### [TASK]
Give the entries back exactly, dropping each image.

### [PROVIDED ENTRIES]
☆ ☆ ☆ ☆ ☆

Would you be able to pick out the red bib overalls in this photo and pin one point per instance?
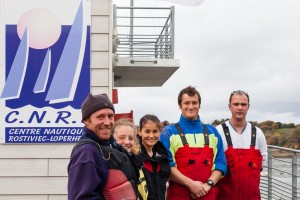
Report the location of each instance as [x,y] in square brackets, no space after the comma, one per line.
[195,163]
[243,171]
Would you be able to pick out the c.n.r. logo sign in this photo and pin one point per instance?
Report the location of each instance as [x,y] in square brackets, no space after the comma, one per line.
[44,69]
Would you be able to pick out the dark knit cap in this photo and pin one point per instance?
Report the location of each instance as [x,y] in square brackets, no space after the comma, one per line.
[93,103]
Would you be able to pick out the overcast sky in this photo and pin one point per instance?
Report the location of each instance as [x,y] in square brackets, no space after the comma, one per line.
[227,45]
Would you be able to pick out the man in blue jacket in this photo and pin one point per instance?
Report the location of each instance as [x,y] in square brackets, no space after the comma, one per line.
[99,168]
[195,152]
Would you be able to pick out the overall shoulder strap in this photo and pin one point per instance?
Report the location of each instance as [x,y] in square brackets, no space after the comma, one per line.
[253,135]
[227,134]
[183,138]
[181,134]
[205,134]
[82,142]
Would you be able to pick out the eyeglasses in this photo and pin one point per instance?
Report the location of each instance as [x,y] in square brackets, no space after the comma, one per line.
[240,92]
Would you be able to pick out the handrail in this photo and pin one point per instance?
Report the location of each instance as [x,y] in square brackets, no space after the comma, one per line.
[144,33]
[280,178]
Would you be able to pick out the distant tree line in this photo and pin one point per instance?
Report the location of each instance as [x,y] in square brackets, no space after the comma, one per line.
[277,133]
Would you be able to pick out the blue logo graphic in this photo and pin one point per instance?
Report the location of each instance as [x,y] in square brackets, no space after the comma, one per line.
[54,74]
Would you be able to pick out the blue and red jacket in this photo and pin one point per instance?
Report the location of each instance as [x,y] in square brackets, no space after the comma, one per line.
[194,153]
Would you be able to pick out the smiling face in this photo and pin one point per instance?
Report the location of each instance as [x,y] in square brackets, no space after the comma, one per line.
[239,106]
[190,106]
[124,136]
[150,133]
[101,122]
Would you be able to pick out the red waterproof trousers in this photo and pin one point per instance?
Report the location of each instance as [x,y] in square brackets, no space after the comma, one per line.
[243,175]
[195,163]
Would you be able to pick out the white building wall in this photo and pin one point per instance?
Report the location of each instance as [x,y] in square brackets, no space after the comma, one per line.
[39,171]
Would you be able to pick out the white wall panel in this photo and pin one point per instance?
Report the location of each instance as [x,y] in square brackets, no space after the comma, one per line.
[101,7]
[99,42]
[100,24]
[58,167]
[35,150]
[99,77]
[33,185]
[99,90]
[23,167]
[99,59]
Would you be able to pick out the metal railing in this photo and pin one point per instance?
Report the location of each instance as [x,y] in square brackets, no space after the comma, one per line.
[144,31]
[280,175]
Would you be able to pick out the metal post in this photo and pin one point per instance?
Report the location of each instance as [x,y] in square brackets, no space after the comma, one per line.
[131,28]
[269,174]
[172,30]
[294,176]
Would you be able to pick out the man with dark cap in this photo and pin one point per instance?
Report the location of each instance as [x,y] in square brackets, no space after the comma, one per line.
[99,168]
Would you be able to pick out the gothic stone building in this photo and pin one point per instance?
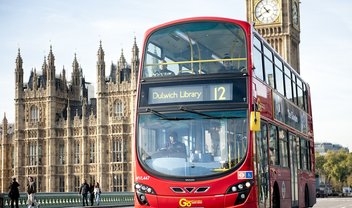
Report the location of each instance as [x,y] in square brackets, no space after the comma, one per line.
[62,136]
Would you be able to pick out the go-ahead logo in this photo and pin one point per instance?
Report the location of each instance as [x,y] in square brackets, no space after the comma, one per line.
[188,203]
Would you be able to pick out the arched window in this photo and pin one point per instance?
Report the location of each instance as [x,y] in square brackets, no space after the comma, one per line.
[34,117]
[117,150]
[118,109]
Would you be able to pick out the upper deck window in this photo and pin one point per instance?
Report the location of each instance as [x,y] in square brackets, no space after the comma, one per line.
[196,48]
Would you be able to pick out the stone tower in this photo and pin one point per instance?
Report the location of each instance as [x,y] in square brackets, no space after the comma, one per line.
[278,21]
[62,136]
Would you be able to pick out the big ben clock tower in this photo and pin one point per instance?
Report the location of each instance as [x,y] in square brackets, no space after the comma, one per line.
[278,21]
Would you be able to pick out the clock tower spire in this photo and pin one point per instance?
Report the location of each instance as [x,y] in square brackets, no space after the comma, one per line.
[278,21]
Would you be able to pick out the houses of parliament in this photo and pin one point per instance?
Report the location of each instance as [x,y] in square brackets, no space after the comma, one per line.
[61,135]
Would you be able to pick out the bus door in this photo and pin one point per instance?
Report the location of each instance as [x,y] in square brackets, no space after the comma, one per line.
[294,160]
[261,138]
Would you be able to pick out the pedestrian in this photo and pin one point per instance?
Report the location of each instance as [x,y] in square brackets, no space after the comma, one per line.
[31,190]
[97,193]
[83,190]
[91,192]
[14,193]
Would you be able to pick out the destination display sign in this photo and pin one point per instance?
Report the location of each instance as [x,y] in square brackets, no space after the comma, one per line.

☆ ☆ ☆ ☆ ☆

### [OUTPUT FOR THIS TASK]
Would you be able to pick out the red bib overalls in this photo and pin one point per instance?
Report the location of each instance as [x,y] in square brackets, no space after the comma, one per line.
[195,163]
[243,171]
Would you be able to pick out the c.n.r. logo sign in this photo and pin one point per instance?
Report the location of each instance as [x,y] in square brackets, no space after the comma, one per line.
[44,69]
Would you be able to pick out the dark knit cap in this photo and pin one point per instance?
Report the location of each instance as [x,y] in square brackets, no space after the comma, one per line.
[93,103]
Would you be able to pick out the overcast sky in this photo and pin one point per instance?
Report the location of each instance as [x,y] in square brackets, no space after the comma, one per line.
[227,45]
Would you be able to pick out the man in blue jacket in this photo and pin one point per instance?
Report the location of each instance as [x,y] in square brackets, no space after the comma, one per line.
[99,168]
[195,152]
Would you be able to pick out the overall shoulder strap in this photo and pin one point per instance?
Report the location of each instance as [x,y] in square brackets, no space after the comma, one per line.
[253,135]
[227,134]
[183,138]
[181,134]
[205,134]
[82,142]
Would you be able to pick out the eyeglasses in this photo and pin one point per instance?
Report the location of each instance as [x,y] in square brackets, no space after the comma, one per line.
[240,92]
Would you be able to pick out the handrail in this photo and pin one point per instance?
Report the location of each instance as [x,y] in square brackets, no space after the comma, one per line.
[144,33]
[280,178]
Would you be able to pick out the distant tree line in this photo and pin one point per instance?
Report the location of each instance as [x,y] in square brackets, no space after the comma, one per line.
[277,133]
Would you be able to pick out the blue logo graphic in this photo and pin one point per instance?
Report the location of each instance as [x,y] in square brackets, no space after the comma, one per line.
[54,74]
Would you be able to pick out the blue and red jacket in this photo and pin one point per instance?
Report the location of each instance as [x,y] in square brackets, no space after the comma, one per line.
[194,153]
Would you be able to pick out the smiling face in this photo and pin one point per instance?
Report the location of each instance as [x,y] in square brackets, no space after the comma, one per line.
[239,106]
[190,106]
[124,136]
[150,133]
[101,122]
Would you be able to pick out the red waterproof trousers in this photo and pin one point per instance?
Report the location of each instance as [x,y] in square brackets, no space after the comma, one per line.
[243,175]
[195,163]
Would you be able to pick out the white building wall in this photo and pin one point per instance?
Report the location of each instance as [x,y] in square brackets, no space after the comma, one per line.
[39,171]
Would you be able to pick out the white wall panel in this photo and pin one point per instance?
Report the location of each instance as [x,y] in square brackets, no space after the comma, one per line.
[101,7]
[99,42]
[100,24]
[58,167]
[35,150]
[99,77]
[33,185]
[99,90]
[23,167]
[99,59]
Would you be able to pick out the metal railing in this photo and pin one point per instance?
Report the location of each instance as [x,y] in square brackets, no space after the comma, one per line.
[144,31]
[280,175]
Would you be able to pick out the metal post in this photo and pin one point per instance?
Report the location of each instance as [x,y] in square brackets, no space after the comma, one per line.
[131,28]
[269,174]
[172,30]
[294,176]
Would you be able to pick out the man with dark cap in this photo and pin one point per instance?
Report the location of each instance as [x,y] in square brackets, no space after the comma, one per line.
[99,168]
Would you be able to pick out the gothic stone building in this photo and pin one point per instance?
Report the location of each instance as [x,y] in square brackets, no space after the comma, one per line.
[62,136]
Would you be able to pick out the go-ahead logo in this photo and pin one point per instance?
Report the location of each instance as [x,y] in square brackets, no space after the comma, one per line.
[188,203]
Would you be able to pick out the arched window in this photo and pin one point per instance?
Report the location of each instance as [x,y] in square brackets, no space after the comma, one per line.
[34,117]
[117,150]
[118,109]
Would you be able to pick out the upper deck window in this photo and pin one point per instance?
Report the location of each instance as [x,y] in square brackets, no space after the comma, one per line.
[196,48]
Would you be able to pick out the stone tower in this photo and pin one point per instance?
Report the location of each instance as [x,y] in square brackets, no space after the comma, one per line.
[278,21]
[62,136]
Would you be able to pick out the big ben clock tower in this photo and pin one point per instance?
Report the location of each instance as [x,y] in square brackets, no space after the comma, one per line.
[278,21]
Would you be able to pick out the clock tower spire in this photo and pin one point per instance?
Report the location of each instance as [x,y] in square brackets, no space after the comma, one per line.
[278,21]
Would you be able to pick out the houses of parliament in this photo and pin one point per instance?
Report the location of each instance as [x,y] in square brackets, no space after the comma, one per line.
[61,135]
Would you be able to pick out the bus door in this photo and pin one point per instance?
Report the location of each instance as [x,y] in square brackets, no space after the comma, one per line.
[294,160]
[261,138]
Would you be able to pick out the pedestrian in this photo and pin one point per instance?
Report the location of each instance as [x,y] in square brackets, no space after the comma, one per line.
[31,190]
[97,193]
[83,190]
[91,192]
[14,193]
Would you be able to pick out the destination display sign in this photo and pin one point per instance?
Report the location of each instance as [x,y] in square brackets, no space after the comma, one per line.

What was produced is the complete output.